** Written request **
Pick out every line in the items below that contains the word "mashed", and copy each of those lines in full.

[Items excerpted from a collection]

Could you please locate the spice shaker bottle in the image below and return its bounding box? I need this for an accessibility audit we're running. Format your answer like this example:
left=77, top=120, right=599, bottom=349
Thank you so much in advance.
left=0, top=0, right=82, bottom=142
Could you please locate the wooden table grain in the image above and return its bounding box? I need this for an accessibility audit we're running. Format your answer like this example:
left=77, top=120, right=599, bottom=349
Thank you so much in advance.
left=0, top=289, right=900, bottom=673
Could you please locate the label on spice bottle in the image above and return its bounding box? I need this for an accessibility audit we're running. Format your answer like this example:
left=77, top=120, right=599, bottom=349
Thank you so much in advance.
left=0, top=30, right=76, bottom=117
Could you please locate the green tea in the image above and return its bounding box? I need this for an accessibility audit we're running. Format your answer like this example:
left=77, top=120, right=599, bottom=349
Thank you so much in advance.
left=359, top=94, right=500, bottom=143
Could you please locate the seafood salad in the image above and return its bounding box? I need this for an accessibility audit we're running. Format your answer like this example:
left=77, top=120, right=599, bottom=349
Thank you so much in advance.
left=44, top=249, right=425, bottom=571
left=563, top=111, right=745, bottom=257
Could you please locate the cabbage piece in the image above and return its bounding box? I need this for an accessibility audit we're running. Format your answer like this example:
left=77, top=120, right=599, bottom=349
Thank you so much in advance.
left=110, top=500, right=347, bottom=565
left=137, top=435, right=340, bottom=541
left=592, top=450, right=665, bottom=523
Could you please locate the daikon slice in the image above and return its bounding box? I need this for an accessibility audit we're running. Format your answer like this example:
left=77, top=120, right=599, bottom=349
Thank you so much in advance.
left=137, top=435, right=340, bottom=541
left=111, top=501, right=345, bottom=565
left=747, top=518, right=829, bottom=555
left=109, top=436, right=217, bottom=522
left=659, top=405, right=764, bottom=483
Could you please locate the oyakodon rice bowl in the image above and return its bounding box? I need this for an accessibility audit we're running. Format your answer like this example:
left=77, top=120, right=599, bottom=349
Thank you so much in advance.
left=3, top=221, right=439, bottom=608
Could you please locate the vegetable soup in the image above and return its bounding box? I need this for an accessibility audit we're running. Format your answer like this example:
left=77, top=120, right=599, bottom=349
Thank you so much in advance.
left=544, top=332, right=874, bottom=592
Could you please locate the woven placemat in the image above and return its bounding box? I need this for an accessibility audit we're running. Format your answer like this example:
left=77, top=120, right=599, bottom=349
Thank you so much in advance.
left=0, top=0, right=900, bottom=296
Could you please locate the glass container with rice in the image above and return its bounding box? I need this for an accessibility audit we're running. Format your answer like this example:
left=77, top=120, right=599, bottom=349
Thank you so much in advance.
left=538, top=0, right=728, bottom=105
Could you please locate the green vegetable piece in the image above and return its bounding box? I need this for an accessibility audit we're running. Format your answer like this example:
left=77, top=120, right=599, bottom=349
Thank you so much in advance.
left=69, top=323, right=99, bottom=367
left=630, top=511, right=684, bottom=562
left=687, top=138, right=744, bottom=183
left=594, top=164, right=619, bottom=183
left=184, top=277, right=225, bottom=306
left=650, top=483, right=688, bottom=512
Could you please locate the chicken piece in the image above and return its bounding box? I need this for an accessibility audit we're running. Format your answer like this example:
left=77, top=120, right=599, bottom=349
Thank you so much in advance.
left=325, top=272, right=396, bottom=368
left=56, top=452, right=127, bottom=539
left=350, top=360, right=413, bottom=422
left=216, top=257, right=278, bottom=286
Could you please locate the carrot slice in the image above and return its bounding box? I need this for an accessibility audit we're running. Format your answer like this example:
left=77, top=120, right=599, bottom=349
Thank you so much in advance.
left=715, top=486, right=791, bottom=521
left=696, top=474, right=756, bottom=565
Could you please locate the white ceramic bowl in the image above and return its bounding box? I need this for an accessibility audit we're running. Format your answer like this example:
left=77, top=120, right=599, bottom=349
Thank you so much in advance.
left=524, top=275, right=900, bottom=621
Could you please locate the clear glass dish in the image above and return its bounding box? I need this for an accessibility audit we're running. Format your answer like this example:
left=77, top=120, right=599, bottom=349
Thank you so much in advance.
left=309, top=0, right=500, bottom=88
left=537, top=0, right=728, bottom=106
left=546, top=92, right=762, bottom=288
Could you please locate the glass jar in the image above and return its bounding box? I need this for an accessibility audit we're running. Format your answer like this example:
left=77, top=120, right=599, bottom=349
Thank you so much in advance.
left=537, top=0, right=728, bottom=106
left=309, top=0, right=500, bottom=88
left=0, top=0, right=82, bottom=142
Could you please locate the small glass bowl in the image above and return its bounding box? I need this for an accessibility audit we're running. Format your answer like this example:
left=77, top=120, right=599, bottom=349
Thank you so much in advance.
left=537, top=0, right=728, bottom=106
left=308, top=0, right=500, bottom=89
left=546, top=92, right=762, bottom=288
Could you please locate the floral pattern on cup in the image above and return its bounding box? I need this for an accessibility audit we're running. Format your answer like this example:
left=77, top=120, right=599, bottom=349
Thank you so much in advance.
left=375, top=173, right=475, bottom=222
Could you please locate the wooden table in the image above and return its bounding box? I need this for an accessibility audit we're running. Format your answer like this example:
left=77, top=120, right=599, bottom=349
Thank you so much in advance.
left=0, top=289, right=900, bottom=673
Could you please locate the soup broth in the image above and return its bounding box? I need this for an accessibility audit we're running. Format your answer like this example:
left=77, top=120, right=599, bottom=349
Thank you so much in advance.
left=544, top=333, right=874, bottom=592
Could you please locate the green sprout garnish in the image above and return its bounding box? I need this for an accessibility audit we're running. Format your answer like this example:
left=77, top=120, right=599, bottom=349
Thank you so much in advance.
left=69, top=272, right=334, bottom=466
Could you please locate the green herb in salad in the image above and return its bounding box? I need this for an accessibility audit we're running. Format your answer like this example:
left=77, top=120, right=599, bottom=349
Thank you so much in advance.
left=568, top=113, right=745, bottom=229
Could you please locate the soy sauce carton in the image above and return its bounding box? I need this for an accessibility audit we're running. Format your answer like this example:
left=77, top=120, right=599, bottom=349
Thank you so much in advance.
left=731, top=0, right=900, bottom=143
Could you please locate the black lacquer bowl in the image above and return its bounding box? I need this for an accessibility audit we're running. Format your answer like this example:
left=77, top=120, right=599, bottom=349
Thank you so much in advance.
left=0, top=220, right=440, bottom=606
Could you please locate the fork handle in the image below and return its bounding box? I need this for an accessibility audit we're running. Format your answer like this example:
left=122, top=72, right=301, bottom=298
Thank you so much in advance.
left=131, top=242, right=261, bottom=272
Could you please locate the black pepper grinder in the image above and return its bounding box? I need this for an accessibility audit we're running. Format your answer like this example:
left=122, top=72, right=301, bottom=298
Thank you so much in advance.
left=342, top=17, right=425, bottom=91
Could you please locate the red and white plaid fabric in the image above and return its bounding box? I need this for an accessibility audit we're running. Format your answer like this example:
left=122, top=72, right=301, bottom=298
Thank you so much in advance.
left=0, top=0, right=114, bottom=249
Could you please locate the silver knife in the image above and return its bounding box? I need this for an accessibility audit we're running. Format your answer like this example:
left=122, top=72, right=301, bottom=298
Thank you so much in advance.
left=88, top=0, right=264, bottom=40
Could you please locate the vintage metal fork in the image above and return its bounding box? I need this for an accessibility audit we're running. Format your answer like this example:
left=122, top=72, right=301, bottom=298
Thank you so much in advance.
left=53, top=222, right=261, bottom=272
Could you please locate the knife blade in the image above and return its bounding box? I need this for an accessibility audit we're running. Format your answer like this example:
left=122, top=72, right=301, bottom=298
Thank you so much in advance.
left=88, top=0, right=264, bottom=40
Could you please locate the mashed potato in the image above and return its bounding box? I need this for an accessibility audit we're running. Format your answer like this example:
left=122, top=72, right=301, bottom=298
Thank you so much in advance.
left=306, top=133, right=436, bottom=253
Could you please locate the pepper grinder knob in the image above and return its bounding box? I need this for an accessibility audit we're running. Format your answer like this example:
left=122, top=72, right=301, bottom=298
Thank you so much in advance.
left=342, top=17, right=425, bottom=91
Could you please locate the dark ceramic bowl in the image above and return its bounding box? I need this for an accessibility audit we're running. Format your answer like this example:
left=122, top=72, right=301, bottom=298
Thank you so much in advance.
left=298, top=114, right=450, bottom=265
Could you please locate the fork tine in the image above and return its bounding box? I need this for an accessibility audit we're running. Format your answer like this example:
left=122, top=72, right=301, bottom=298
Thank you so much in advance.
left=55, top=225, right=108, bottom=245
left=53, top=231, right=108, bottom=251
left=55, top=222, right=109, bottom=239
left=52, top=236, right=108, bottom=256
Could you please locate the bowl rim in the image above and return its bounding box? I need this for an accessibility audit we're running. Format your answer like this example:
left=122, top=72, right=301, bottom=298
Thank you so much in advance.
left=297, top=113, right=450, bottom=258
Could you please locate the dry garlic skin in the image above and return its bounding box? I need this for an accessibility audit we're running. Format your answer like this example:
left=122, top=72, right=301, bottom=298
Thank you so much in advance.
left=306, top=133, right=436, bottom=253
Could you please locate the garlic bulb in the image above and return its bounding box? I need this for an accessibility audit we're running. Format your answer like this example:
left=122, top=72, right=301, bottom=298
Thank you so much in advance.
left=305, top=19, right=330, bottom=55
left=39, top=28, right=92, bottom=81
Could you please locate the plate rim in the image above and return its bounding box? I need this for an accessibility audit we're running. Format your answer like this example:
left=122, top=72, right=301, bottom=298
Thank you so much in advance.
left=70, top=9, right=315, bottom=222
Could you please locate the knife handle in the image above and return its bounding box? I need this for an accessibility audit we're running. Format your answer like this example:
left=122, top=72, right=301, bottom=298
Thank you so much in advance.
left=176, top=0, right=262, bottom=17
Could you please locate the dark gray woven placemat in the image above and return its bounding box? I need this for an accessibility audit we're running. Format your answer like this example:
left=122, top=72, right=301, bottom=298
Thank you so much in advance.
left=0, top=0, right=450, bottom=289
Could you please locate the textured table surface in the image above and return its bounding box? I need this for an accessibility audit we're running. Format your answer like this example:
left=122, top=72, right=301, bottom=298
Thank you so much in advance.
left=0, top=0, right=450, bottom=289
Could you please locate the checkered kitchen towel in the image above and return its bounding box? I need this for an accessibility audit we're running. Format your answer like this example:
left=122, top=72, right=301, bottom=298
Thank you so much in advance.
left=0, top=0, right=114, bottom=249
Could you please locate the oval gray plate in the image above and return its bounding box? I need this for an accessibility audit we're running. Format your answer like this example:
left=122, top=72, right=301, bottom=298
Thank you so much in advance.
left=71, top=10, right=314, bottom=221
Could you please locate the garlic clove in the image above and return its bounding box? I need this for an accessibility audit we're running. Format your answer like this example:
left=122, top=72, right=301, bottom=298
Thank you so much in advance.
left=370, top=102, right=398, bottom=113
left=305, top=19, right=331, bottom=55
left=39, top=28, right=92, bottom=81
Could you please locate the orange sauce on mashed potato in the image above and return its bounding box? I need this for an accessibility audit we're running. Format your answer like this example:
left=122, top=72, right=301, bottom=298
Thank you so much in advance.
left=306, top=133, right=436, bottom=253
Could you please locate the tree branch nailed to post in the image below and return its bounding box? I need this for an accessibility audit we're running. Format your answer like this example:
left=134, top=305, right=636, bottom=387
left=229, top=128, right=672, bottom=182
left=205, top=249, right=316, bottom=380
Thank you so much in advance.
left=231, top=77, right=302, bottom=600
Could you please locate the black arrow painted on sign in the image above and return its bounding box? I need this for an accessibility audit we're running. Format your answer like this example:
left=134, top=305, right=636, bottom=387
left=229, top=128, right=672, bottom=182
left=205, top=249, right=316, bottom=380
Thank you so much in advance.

** Full output **
Could you please locate the mashed potato in the image above and return its bounding box? I need this for an accessibility audit we're running. Format your answer like this example:
Could you please locate the orange sauce on mashed potato in the image above and return its bounding box? I need this for an accessibility audit we're running. Format your answer like this example:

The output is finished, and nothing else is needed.